-- Stated problem --
Beginning with the line that contains "Task: where can the man in grey", copy each subsequent line of the data below through the last one, including both ends but not the pictures.

◆ ◆ ◆ ◆

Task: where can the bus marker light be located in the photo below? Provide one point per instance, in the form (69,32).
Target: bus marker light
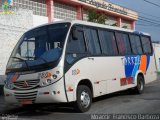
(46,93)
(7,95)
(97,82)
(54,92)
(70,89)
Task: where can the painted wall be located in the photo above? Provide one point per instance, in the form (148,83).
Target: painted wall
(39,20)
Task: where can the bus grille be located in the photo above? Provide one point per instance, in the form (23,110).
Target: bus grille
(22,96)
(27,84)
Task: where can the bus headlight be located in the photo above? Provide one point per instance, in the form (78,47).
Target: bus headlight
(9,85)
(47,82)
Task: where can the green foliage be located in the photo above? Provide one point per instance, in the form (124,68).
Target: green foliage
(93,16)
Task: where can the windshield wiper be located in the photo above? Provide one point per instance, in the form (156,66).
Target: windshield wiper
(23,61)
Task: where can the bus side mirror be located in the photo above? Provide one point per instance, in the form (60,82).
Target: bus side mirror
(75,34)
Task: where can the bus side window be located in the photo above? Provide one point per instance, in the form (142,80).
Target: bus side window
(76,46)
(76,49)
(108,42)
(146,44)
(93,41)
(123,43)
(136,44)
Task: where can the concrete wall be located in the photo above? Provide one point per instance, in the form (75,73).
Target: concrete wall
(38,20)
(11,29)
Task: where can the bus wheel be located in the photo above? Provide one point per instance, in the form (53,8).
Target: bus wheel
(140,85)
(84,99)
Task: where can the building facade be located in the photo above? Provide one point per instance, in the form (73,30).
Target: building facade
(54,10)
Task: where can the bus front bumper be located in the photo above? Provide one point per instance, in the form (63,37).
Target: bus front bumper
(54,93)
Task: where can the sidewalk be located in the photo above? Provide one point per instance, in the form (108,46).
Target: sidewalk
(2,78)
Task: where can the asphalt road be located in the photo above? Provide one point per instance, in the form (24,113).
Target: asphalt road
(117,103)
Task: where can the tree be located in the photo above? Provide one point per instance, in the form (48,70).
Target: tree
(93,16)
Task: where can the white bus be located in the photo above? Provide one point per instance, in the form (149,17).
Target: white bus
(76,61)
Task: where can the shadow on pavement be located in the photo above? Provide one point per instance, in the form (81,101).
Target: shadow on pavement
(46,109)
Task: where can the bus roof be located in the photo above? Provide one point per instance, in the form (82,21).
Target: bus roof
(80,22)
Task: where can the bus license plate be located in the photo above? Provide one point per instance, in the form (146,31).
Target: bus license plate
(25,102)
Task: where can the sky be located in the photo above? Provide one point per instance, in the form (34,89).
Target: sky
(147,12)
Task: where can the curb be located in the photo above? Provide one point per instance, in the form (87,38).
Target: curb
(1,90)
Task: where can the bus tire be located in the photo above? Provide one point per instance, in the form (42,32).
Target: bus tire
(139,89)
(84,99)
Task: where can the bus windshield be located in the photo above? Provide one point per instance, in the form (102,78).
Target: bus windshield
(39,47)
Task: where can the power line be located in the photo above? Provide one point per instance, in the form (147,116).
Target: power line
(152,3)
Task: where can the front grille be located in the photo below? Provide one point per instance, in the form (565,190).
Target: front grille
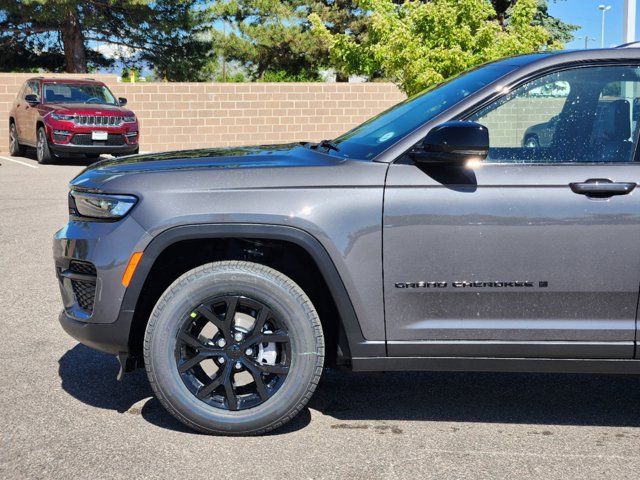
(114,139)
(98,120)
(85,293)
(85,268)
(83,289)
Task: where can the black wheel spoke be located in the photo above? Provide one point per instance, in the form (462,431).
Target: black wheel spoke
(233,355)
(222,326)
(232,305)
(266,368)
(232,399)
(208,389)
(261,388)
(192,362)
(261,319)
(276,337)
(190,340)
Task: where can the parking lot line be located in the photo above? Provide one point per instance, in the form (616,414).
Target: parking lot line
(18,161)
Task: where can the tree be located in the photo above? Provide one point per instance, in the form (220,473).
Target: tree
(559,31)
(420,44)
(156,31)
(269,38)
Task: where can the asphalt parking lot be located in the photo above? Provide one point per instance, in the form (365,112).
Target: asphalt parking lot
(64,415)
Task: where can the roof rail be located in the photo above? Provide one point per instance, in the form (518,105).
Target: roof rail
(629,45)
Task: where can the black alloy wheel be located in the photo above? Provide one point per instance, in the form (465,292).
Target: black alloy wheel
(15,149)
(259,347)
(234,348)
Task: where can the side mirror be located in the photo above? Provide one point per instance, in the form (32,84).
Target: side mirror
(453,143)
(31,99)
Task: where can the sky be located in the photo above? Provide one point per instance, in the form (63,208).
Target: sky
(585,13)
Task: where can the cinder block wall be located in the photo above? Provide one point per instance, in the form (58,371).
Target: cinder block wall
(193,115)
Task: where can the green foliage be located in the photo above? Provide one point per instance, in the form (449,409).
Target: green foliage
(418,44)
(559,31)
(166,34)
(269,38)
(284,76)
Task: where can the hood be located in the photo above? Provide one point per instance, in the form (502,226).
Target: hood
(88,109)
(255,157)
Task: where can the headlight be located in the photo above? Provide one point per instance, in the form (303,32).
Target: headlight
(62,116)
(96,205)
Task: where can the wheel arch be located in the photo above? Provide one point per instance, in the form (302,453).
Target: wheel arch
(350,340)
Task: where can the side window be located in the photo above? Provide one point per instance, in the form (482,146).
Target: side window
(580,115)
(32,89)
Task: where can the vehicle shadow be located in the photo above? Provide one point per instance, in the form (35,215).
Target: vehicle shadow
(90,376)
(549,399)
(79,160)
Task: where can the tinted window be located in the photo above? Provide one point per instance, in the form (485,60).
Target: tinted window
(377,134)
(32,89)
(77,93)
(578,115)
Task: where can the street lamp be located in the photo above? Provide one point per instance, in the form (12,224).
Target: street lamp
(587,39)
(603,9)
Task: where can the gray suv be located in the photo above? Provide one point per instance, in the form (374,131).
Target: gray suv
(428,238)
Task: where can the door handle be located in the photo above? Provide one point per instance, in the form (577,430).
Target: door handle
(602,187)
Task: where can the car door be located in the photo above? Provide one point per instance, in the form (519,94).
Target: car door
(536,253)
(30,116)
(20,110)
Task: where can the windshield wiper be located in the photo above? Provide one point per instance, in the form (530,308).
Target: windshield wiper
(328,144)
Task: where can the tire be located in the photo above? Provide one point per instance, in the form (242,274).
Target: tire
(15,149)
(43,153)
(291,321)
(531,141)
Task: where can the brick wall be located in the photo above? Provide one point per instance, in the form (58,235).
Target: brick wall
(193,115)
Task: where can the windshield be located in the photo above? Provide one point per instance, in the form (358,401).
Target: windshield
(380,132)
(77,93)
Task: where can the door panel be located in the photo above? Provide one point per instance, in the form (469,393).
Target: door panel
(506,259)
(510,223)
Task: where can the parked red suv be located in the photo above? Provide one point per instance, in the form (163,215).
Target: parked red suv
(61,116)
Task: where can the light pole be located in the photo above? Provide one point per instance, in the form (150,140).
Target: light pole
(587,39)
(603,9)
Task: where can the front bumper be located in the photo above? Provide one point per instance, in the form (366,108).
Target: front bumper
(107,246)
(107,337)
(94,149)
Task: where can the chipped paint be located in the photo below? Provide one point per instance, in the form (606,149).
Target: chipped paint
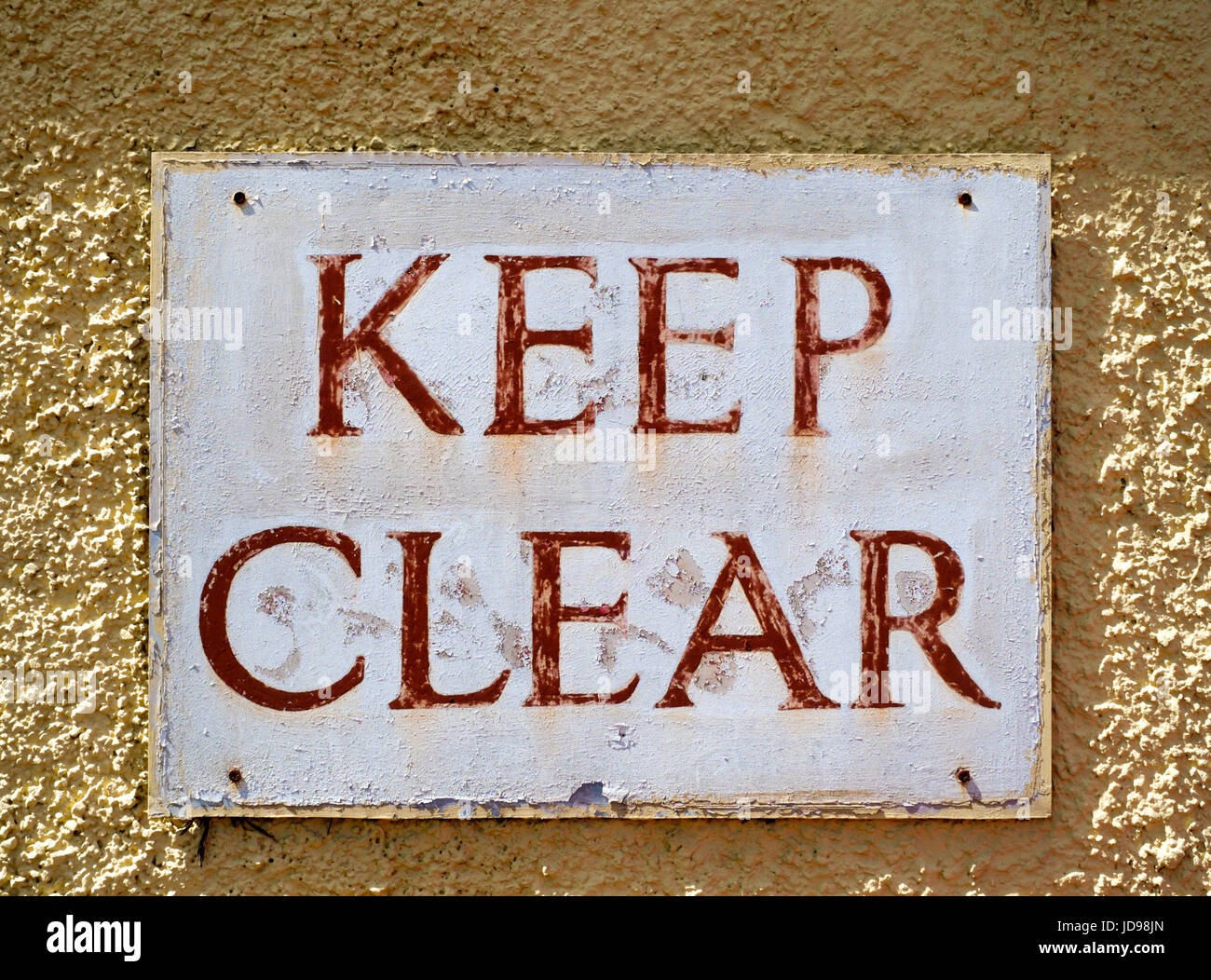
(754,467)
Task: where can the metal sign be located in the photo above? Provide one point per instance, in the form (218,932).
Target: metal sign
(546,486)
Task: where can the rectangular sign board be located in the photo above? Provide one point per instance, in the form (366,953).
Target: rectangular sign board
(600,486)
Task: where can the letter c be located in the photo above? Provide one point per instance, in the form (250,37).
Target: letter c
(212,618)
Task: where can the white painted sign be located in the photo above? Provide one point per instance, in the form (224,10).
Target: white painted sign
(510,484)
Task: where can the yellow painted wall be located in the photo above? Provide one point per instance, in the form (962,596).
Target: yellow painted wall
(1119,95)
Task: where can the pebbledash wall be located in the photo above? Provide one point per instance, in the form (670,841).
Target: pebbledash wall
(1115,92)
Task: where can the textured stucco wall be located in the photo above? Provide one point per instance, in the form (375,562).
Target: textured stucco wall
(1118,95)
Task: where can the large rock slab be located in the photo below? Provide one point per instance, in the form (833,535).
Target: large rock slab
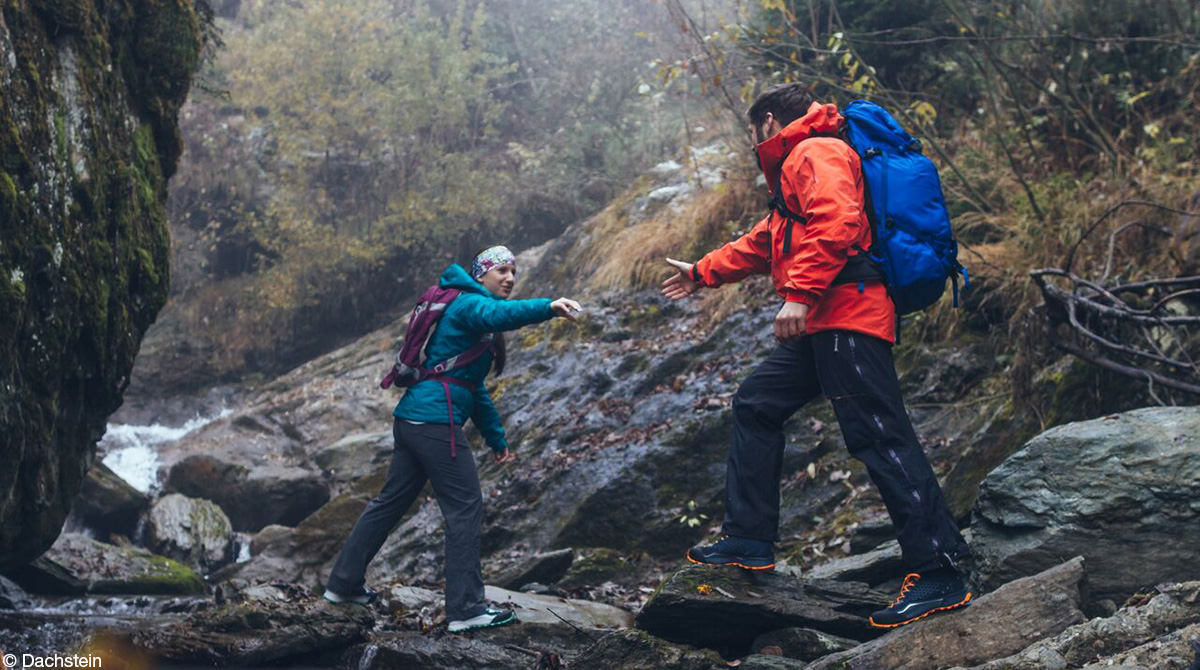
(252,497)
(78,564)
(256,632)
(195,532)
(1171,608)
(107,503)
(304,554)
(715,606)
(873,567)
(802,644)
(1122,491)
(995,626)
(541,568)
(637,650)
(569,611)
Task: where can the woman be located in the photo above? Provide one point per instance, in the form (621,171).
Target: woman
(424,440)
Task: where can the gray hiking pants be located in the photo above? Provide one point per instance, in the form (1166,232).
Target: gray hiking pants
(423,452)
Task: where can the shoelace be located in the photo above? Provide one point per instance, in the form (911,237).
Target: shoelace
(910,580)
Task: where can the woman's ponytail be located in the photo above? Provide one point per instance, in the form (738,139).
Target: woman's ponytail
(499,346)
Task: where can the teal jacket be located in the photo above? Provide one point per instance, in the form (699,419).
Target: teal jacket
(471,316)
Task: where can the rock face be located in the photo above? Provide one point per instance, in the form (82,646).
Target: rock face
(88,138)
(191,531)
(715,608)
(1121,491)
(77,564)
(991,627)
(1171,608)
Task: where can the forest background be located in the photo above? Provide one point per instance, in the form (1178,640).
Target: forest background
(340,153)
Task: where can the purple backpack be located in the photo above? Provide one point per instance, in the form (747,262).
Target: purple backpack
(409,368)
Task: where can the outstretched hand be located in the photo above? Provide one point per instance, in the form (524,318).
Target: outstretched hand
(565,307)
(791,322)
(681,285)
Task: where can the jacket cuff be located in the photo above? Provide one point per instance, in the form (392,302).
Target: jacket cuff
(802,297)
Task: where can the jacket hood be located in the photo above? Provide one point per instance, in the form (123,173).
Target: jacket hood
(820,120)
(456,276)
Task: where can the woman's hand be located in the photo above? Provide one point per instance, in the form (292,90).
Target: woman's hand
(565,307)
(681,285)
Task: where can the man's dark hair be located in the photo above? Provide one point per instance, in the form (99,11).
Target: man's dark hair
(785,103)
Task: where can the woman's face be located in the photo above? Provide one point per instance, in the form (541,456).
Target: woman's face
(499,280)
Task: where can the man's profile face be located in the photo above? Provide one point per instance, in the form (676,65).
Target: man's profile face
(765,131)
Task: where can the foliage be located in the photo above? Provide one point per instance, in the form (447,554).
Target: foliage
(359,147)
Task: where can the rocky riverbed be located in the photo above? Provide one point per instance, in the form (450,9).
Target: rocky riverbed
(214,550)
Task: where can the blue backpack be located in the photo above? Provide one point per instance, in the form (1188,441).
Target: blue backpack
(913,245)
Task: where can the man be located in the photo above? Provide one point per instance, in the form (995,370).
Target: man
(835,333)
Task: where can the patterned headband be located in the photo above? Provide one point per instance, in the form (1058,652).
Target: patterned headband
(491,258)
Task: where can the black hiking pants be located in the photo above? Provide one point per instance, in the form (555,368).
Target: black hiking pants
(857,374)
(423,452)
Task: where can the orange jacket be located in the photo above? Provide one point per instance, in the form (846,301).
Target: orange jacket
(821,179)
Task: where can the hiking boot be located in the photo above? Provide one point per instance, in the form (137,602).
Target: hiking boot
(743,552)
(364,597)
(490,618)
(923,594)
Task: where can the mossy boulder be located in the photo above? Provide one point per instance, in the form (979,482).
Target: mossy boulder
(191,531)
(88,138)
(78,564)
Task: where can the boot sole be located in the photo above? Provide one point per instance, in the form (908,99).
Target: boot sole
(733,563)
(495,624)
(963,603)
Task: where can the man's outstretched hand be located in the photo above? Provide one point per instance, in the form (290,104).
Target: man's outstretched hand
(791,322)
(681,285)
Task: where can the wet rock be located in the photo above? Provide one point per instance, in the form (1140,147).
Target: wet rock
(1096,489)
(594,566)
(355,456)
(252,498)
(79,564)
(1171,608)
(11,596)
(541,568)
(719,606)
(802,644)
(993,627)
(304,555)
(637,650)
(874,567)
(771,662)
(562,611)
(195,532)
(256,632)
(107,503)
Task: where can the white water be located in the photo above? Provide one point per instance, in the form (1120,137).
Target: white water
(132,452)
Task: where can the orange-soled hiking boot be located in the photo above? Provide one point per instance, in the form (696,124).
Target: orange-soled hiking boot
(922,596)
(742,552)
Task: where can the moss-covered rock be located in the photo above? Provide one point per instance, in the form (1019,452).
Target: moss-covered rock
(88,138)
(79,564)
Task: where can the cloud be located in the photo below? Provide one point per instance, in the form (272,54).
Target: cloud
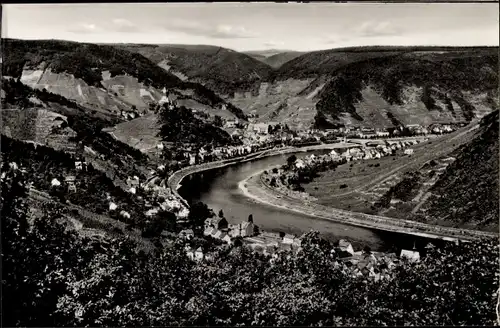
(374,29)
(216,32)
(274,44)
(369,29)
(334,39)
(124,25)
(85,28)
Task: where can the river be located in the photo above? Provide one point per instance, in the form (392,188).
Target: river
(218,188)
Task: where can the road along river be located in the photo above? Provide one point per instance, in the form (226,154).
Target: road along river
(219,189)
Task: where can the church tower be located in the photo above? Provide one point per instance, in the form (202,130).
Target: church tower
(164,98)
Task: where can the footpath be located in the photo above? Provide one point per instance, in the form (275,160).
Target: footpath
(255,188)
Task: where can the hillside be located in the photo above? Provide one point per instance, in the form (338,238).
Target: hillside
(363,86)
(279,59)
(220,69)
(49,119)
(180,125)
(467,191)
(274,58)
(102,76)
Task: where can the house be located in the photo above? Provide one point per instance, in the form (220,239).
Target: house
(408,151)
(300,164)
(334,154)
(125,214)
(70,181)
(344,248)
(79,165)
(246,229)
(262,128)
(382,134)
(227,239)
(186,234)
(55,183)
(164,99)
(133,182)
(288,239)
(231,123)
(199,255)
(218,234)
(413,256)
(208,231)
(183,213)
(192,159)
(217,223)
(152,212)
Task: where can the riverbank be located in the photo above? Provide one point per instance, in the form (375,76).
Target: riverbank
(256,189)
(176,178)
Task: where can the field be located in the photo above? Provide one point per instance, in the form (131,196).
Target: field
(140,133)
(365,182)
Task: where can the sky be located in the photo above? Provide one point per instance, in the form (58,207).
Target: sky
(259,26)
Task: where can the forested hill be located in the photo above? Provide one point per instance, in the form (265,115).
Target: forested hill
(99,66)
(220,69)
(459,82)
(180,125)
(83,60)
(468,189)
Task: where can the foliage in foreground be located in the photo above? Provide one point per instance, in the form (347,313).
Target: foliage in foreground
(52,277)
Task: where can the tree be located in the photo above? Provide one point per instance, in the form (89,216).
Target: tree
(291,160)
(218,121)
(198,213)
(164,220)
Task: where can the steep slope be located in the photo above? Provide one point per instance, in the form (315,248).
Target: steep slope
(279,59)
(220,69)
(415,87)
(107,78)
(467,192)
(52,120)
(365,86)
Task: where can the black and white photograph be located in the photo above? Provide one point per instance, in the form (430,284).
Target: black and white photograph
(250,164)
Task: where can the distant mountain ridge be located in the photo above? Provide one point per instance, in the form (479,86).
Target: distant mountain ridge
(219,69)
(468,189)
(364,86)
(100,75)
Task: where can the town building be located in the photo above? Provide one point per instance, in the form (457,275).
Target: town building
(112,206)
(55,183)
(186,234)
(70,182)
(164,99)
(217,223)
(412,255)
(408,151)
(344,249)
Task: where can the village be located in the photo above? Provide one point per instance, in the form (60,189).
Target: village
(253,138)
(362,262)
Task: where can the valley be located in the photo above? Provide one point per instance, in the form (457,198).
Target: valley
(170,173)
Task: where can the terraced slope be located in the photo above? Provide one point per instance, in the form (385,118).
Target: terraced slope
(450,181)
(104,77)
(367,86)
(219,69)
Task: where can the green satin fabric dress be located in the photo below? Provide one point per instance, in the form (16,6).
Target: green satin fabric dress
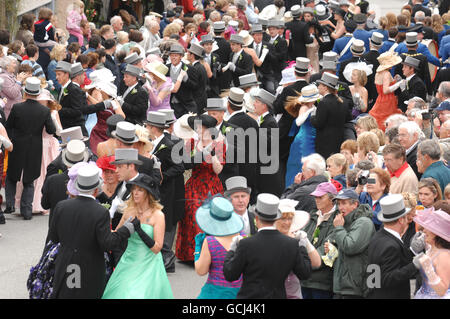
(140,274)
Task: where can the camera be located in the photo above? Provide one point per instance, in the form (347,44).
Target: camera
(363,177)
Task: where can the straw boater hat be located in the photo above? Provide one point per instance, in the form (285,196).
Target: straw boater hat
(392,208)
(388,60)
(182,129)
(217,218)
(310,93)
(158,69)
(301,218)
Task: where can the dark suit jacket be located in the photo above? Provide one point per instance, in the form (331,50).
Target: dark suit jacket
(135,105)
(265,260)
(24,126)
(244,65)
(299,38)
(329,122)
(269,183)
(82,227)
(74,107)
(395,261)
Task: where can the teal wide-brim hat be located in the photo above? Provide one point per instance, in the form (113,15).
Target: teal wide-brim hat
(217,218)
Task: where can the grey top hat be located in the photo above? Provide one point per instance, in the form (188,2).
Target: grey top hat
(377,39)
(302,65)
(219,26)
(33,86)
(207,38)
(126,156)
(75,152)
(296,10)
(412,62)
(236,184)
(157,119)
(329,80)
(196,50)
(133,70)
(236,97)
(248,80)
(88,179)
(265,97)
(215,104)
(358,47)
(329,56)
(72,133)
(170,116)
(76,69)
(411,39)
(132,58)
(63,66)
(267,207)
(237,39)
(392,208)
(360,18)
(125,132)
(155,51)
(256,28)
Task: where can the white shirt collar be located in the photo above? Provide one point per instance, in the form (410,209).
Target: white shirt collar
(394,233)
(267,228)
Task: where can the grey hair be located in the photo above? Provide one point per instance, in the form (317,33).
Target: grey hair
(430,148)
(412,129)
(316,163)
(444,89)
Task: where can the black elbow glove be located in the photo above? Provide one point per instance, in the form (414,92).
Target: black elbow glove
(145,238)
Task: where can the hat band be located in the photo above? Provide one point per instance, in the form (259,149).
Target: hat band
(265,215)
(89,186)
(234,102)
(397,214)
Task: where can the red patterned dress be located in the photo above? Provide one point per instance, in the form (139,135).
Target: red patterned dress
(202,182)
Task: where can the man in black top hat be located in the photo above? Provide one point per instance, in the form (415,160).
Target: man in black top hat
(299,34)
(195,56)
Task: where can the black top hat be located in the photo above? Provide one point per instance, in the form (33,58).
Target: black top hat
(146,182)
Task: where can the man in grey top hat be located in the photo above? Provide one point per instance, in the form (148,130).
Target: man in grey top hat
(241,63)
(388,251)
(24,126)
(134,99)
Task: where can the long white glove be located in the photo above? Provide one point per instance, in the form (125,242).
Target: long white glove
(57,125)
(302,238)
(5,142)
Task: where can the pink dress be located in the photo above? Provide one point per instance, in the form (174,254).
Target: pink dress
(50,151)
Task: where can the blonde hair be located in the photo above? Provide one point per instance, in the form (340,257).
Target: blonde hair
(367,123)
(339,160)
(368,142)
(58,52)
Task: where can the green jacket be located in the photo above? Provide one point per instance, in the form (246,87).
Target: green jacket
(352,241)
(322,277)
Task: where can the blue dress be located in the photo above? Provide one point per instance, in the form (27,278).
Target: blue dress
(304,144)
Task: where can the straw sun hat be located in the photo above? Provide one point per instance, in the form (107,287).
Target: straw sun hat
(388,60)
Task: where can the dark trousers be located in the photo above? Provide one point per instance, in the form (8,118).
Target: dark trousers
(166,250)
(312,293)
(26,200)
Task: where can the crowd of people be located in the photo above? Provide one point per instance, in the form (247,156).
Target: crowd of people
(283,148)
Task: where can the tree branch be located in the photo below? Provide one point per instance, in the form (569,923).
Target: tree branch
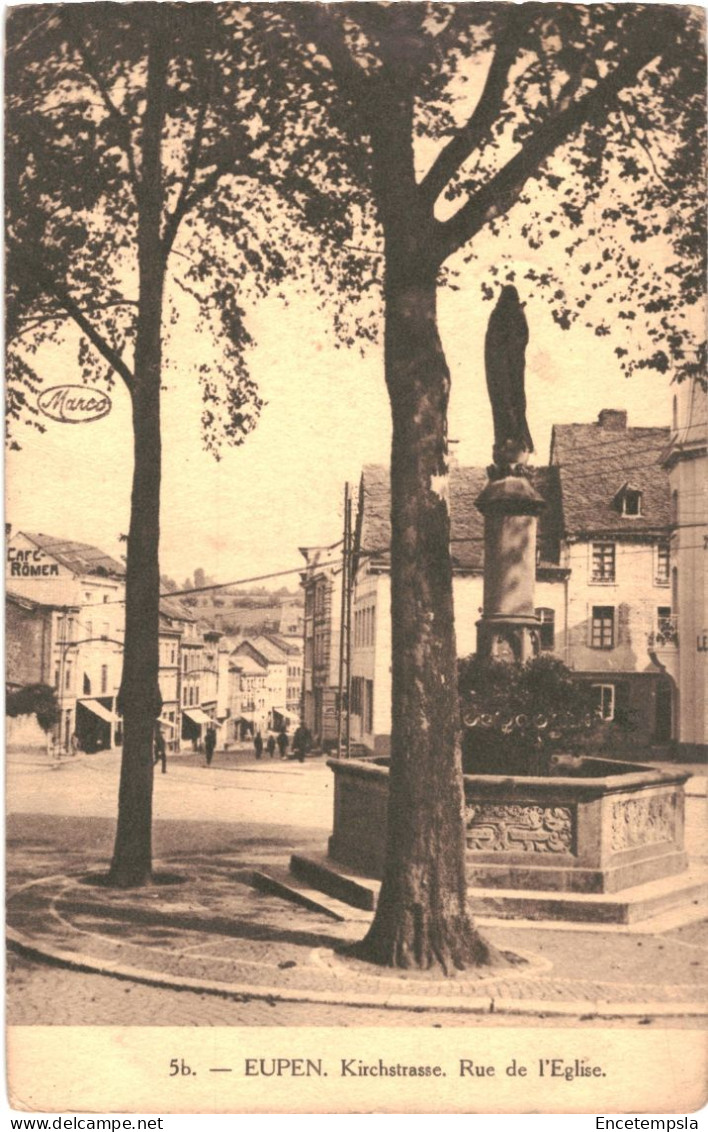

◆ ◆ ◆ ◆

-- Exercise result --
Task: where can the man in grey top hat be located in the photo above? Provide one point per instance, in the form (148,130).
Target: man in grey top hat
(241,63)
(388,251)
(24,126)
(134,99)
Task: where can the long white glove be located in the photo above? Provide one point per instance, in the form (125,242).
Target: long white glove
(57,125)
(302,238)
(5,142)
Task: where can the pink dress be located in the photo above? Provide one point per instance, in the form (174,254).
Target: pink dress
(50,151)
Task: where can the blonde hair be located in the photo above? Provide one point per instance, in the form (340,257).
Target: blonde hair
(367,123)
(339,160)
(368,142)
(58,52)
Task: where can the green jacket be located in the photo above? Provide one point per instance, in the form (246,87).
Target: green jacket
(352,241)
(322,277)
Task: where can the blue dress be located in the photo above? Provide one point per instance, in the form (27,278).
Target: blue dress
(304,144)
Task: where can the straw sun hat be located in the photo above? Provide one point per instance, in the form (107,287).
Target: straw sun hat
(388,60)
Task: where can the dark trousers be located in the photo above? Provide one point per instance, in the form (8,118).
Target: dark trousers
(166,250)
(312,293)
(26,200)
Task: where can the crowd of people be located in the photo above? Provide one point per instance, in the form (247,156).
Target: crowd of people
(283,148)
Task: where can the tree branch be located in the photo below? Provide one point per instance, in the form (569,923).
Target: tree branch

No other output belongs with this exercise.